■ Exercise details: From the line with "Q: Locate the round" through the final line, please write out the listing exactly, including both of those lines.
───
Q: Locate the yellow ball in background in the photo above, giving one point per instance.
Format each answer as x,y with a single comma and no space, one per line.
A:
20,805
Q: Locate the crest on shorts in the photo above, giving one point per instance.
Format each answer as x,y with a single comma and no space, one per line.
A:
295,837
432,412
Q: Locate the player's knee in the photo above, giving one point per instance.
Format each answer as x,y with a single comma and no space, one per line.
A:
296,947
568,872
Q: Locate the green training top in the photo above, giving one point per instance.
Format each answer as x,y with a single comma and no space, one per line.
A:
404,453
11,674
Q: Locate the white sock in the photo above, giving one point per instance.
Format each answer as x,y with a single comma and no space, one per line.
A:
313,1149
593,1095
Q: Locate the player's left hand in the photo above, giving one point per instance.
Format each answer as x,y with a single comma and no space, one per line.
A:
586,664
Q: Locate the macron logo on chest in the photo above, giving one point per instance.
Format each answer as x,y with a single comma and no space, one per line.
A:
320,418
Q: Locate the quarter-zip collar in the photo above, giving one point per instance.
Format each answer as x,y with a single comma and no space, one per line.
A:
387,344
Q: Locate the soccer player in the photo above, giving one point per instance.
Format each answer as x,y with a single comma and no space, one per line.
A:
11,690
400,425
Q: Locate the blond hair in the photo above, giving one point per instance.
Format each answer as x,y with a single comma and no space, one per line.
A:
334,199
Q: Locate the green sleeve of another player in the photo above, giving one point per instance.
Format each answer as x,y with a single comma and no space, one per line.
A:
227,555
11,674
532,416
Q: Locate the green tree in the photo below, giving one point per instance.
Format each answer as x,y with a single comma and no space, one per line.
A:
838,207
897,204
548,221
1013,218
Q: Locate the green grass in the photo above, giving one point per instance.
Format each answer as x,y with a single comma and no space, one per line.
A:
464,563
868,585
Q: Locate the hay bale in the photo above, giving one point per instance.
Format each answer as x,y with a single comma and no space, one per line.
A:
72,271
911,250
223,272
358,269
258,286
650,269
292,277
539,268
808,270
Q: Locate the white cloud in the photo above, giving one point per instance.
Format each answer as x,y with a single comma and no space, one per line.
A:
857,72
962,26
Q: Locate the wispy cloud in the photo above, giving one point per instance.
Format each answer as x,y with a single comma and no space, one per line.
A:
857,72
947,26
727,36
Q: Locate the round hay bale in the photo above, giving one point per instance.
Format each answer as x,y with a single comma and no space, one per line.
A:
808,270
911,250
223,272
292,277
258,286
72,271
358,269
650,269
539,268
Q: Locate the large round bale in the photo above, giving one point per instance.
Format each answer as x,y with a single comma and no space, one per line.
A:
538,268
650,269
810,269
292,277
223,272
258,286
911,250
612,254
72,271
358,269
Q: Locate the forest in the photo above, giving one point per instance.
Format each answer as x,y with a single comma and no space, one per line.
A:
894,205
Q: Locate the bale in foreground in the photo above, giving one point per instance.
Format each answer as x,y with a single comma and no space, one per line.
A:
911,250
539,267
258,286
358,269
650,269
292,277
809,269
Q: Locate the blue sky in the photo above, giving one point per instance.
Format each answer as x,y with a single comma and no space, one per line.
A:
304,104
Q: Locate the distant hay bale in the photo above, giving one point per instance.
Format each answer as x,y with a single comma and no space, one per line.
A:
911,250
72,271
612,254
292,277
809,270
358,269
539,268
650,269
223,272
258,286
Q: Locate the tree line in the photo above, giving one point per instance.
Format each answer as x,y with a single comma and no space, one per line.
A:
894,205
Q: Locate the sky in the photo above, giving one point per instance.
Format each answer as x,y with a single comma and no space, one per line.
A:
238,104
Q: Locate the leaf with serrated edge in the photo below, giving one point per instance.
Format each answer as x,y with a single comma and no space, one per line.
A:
───
■ Task answer:
Q: Locate the round hay bale in the photo above, giving one point per instance.
Format each answer as x,y with a single comma and no space, one per line.
A:
808,270
911,250
223,272
292,277
258,286
72,271
358,269
650,269
539,268
Q: Locate the large round bale in the photo above, giving one point per instance.
Format each answer as x,y with a single comma and no space, one per line.
A:
538,268
650,269
810,269
292,277
223,272
258,286
911,250
612,254
72,271
358,269
Q: Locate the forest in the photo above, giving one point per instance.
Format each answer as x,y with a single comma and no space, one per line.
A:
894,205
Q: Locate the bale in foreground in the photo above, giving one point per instance.
Format each answer as x,y with a single comma and no space, one per line.
A:
911,250
539,267
258,286
358,269
650,269
292,277
809,269
Q: Locate the blue sky in the photo above, giving one point per instance.
Format each answer as x,y with a single comma and no space, one per line.
A:
304,104
Q: Locate the distant hay bale in the photo above, giving one point per instance.
Format each answer as x,y with a single comma and no space, one per line.
A:
911,250
72,271
612,254
292,277
809,270
358,269
539,268
650,269
223,272
258,286
Q: Locate the tree line in the photo above, giving one point per instance.
Format each answer as x,y with a single comma and no space, one per line.
A:
894,205
Q: Locate the sky in the photo above, giving one point per instance.
Format each answer as x,y with a single comma and no space, one per line.
A:
238,104
Q: Locate the leaf with serrated edge in the photo below, giving one point per instance.
Format each answer as x,y with a single comma and no space, one per line.
A:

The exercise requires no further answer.